## SELECTED EXCERPT
If doing only the most basic REINFORCE update, we can directly use the logprobs from sampling. But in real training, to improve sample utilization, we typically do multiple update epochs on the same rollout batch, and old logprobs become important. This old/new policy ratio idea comes from PPO^[3:1], and DDPO's importance-sampling variants also follow this "fix rollout, then use probability ratio to correct updates" approach^[1:8].

Step 3: Score Final Results with Reward Model

The third step hands the generated images to the reward model:

$R_i=r_\phi(x_0^{(i)},c_i)$

Important note: the reward model only scores — it does not necessarily participate in backpropagation. Policy gradient needs "what score did this trajectory get," not the gradient of reward with respect to pixels or latents.

## MATERIAL SHOWN

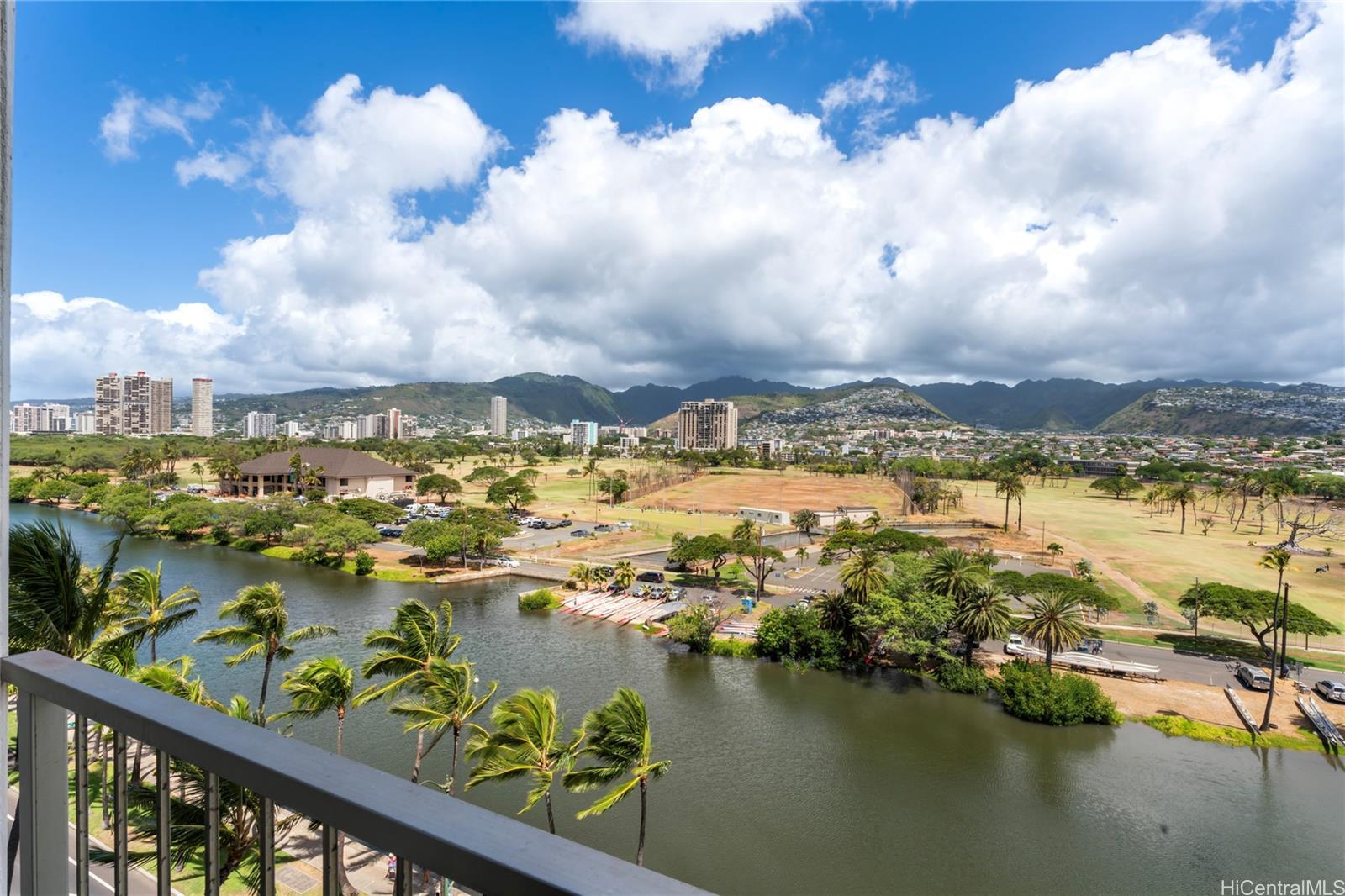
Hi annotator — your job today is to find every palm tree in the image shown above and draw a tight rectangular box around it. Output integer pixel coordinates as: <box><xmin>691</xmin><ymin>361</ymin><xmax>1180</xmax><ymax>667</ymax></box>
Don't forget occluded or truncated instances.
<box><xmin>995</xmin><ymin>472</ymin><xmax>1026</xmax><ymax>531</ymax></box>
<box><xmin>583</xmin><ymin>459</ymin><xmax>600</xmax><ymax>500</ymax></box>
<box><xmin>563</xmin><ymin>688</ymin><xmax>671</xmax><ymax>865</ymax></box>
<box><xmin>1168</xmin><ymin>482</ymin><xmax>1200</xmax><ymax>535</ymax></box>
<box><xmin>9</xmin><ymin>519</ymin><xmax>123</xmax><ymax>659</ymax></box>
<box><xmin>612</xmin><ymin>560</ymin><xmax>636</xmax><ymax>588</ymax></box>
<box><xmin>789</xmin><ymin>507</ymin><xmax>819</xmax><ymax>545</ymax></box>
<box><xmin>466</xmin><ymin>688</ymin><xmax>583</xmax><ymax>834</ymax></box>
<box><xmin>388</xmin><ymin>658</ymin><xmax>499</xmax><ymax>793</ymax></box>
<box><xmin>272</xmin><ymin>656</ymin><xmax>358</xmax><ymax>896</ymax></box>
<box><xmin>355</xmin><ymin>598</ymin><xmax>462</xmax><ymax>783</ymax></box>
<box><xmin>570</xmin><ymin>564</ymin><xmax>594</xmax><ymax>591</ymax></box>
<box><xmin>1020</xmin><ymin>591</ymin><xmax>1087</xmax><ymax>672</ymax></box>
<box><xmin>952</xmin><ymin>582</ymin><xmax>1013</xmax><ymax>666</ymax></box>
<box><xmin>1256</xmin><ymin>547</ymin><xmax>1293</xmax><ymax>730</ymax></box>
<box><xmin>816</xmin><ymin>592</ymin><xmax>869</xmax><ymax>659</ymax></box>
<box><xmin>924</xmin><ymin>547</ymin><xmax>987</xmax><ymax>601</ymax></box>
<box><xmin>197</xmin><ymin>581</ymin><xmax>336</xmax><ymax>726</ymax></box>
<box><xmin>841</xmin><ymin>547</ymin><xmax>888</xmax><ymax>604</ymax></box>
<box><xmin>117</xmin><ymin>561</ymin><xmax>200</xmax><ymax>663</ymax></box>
--
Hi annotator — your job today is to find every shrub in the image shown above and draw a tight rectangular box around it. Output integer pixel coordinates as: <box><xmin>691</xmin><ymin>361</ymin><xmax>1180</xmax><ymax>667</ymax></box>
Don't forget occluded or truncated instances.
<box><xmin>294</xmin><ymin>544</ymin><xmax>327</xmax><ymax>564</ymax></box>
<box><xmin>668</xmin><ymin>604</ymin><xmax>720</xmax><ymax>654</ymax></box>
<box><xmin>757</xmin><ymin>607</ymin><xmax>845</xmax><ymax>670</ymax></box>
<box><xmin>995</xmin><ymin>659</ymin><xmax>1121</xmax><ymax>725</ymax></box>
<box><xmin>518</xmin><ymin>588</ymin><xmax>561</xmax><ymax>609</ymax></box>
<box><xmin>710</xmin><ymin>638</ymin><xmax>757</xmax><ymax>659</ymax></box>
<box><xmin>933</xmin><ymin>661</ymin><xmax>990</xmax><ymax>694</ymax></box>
==
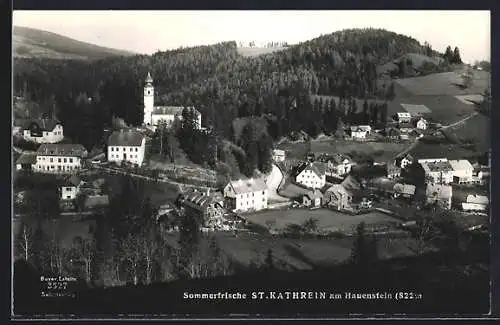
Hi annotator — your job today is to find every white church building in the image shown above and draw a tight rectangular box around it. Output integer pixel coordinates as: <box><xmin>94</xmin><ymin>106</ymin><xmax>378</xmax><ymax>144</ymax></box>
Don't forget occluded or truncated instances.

## REQUEST 1
In the policy-gradient excerpt, what does policy gradient need from the reward model instead of a gradient with respect to pixels or latents?
## REQUEST 2
Continue the policy-gradient excerpt from the point where it stops.
The records were taken from a different source than the text.

## RESULT 1
It needs the score that the trajectory received.

## RESULT 2
This is also an advantage of DDPO over differentiable reward backpropagation: rewards can come from very complex systems, such as VLM judges, human preference models, rule checkers, or even combinations of multiple models. As long as a scalar score can be produced, it can serve as a policy gradient signal. In contrast, work like DRaFT and VADER uses differentiable reward gradients to directly backpropagate into image or video diffusion models^[7]^[8].

A common reward computation flow:

Decode latent $x_0$ into an image.
Use a text-image alignment model to check prompt compliance.
Use a preference or aesthetic model to score visual quality.
Use rules or VLM to check hard constraints like count, color, and spatial relationships.
Combine to get the final reward $R_i$ .

The biggest risk at this step is unstable reward scales. For example, some rewards are in $[0,1]$ , others in $[-10,10]$ ; directly adding them may let one term dominate training. Therefore, practical training often applies clipping, normalization, or hierarchical filtering.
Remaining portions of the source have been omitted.